> WHAT IS EXPECTED
Extract the final stretch of the data: the line that contains "Keypoint placement: for each instance of the green" and every line after it, unaltered, and no other lines.

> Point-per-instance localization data

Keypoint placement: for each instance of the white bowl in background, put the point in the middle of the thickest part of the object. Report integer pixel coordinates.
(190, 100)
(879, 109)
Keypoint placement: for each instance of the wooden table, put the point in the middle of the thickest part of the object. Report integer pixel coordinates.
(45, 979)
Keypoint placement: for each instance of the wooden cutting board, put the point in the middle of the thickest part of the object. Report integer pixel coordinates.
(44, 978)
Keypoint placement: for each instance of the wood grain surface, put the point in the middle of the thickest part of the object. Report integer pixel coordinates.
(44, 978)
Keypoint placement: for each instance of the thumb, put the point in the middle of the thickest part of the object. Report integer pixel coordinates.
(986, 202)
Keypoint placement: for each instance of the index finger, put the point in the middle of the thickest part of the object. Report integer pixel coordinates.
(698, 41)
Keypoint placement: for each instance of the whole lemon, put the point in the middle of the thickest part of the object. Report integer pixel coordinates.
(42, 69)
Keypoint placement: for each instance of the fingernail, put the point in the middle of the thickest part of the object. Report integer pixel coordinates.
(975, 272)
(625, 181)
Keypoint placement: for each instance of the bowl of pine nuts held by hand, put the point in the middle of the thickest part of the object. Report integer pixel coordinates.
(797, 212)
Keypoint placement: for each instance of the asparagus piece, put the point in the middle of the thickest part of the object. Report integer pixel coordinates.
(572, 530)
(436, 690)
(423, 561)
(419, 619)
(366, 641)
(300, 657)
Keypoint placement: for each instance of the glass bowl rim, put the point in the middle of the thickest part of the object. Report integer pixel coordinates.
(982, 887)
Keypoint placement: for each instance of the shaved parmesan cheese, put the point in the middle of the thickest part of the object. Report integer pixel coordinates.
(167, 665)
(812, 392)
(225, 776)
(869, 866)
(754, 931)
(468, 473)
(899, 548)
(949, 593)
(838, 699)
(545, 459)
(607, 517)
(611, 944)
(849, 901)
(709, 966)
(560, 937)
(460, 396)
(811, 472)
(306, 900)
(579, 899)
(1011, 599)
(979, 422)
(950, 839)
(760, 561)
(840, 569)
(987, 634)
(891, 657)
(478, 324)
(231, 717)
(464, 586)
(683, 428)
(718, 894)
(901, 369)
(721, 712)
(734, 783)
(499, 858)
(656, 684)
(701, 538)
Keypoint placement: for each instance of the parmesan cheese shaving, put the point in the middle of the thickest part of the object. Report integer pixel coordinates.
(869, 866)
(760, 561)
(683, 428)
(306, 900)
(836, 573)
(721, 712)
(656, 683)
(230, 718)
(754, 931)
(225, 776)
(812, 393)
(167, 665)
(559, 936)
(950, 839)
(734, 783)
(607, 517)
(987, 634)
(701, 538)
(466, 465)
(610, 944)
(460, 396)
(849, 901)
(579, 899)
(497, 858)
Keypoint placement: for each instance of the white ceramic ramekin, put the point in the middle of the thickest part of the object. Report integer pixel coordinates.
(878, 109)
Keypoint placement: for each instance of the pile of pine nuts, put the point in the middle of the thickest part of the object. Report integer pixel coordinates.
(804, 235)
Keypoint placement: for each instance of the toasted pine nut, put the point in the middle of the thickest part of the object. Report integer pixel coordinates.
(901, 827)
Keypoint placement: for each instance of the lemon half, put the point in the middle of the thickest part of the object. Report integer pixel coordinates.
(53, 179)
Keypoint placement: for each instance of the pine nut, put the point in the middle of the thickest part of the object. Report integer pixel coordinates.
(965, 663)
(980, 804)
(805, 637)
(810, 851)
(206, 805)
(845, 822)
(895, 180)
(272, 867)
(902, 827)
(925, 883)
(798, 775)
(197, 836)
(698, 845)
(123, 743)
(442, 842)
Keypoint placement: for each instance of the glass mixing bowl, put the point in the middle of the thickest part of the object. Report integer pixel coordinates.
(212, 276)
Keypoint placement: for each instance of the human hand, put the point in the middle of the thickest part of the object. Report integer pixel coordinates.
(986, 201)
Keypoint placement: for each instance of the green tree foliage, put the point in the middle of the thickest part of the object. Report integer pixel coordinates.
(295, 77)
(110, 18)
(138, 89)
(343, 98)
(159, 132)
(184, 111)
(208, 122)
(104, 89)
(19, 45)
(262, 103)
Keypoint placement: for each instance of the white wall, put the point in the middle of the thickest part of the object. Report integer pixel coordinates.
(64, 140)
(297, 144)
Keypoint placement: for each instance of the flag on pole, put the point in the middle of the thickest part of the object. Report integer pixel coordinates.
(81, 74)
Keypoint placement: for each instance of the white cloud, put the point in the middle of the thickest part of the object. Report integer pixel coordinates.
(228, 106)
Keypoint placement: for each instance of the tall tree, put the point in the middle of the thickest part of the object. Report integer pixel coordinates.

> TASK OUTPUT
Keypoint placement: for each instance of the green tree foliage, put the point in the middle of the thickest part of the object. Report integer pixel coordinates.
(295, 77)
(110, 18)
(138, 89)
(343, 98)
(159, 132)
(184, 111)
(208, 122)
(104, 89)
(19, 45)
(262, 103)
Keypoint placement: for each instance of the white wall, put the point in the middle of the thickest part of the object. Report integer pixel coordinates.
(64, 140)
(297, 144)
Keypoint placement: for each instance of the flag on pole, put the point in the middle of the thickest part of the object. Report integer pixel coordinates.
(81, 74)
Keypoint placement: for each instance of the white cloud, put the point in the middle of the thickest part of the object. Report integer pixel coordinates.
(228, 106)
Keypoint placement: for each instance of the tall tree, put the point in the middle of the thickest part of the object. Report integer pixel coordinates.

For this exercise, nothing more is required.